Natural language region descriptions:
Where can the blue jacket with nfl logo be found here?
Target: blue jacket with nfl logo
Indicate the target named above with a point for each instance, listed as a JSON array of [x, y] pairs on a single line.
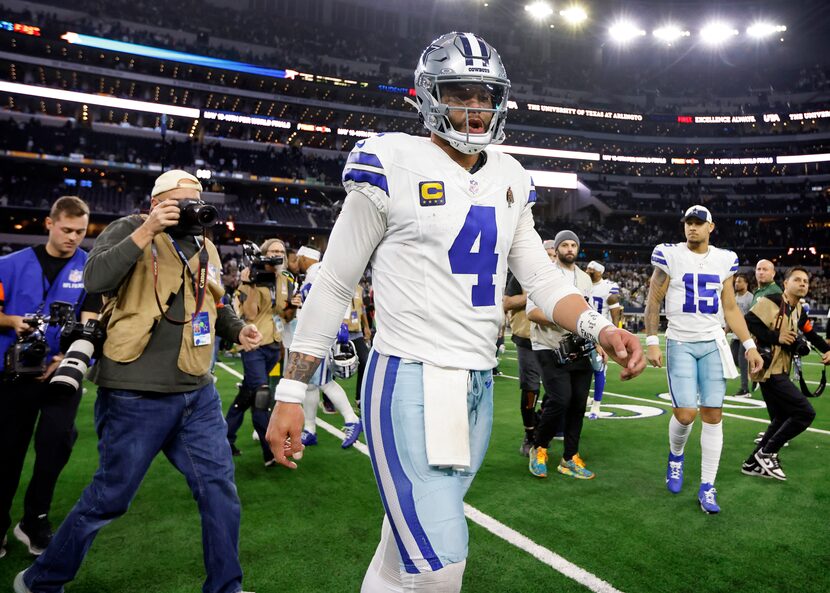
[[26, 291]]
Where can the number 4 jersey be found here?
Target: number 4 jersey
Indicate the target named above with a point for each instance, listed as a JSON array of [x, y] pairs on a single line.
[[439, 271], [693, 300]]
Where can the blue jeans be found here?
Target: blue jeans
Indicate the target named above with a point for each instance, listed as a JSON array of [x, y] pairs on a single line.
[[256, 367], [132, 429]]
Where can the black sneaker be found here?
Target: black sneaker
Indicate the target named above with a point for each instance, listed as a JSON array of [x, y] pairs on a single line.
[[35, 534], [770, 465], [751, 467]]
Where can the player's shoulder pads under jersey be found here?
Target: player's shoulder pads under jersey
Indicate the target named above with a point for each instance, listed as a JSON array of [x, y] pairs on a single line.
[[370, 165]]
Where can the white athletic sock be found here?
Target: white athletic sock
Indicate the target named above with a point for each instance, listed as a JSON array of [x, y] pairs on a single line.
[[340, 400], [384, 572], [312, 398], [711, 444], [678, 435]]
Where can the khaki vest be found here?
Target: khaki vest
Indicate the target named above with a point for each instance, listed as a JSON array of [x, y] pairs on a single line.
[[133, 313], [551, 336], [266, 310], [356, 311], [767, 311]]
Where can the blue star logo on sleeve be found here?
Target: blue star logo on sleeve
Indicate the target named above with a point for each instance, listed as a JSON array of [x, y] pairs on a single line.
[[432, 193]]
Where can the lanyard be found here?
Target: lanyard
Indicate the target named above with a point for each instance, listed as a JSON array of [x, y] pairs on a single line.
[[199, 286]]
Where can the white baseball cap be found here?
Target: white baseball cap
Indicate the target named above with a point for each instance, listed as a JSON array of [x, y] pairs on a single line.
[[699, 212], [175, 178]]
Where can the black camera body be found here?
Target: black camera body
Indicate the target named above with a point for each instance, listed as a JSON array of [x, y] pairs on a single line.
[[26, 357], [571, 349], [81, 342], [259, 274], [194, 217]]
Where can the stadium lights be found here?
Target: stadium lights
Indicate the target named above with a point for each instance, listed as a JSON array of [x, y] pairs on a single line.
[[761, 30], [539, 10], [92, 99], [670, 33], [624, 31], [574, 15], [717, 32]]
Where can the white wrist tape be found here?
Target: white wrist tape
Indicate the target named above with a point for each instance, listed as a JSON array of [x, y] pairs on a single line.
[[290, 391], [590, 323]]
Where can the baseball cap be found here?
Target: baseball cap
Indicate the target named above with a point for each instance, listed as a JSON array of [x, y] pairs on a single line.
[[175, 178], [699, 212]]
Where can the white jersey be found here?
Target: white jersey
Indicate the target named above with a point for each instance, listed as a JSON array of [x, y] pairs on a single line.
[[693, 300], [600, 292], [440, 270]]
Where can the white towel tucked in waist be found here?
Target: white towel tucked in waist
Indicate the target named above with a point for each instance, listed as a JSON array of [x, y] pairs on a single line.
[[729, 370], [446, 421]]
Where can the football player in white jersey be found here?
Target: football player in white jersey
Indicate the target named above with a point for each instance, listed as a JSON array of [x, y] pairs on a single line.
[[696, 280], [441, 218], [605, 299]]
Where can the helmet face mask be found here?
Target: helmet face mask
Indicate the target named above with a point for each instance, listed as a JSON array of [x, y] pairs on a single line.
[[460, 79]]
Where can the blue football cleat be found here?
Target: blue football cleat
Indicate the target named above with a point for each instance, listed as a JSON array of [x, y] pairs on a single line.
[[352, 430], [707, 495], [674, 473]]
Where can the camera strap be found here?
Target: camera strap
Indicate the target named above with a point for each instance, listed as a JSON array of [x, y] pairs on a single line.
[[198, 280]]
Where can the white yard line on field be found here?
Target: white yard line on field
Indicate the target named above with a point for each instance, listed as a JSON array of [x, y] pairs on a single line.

Exercise prompt:
Search the data and copy each line containing "star".

Solution to the problem:
Where can the blue star logo on sleeve be found here?
Target: blue star logo on sleeve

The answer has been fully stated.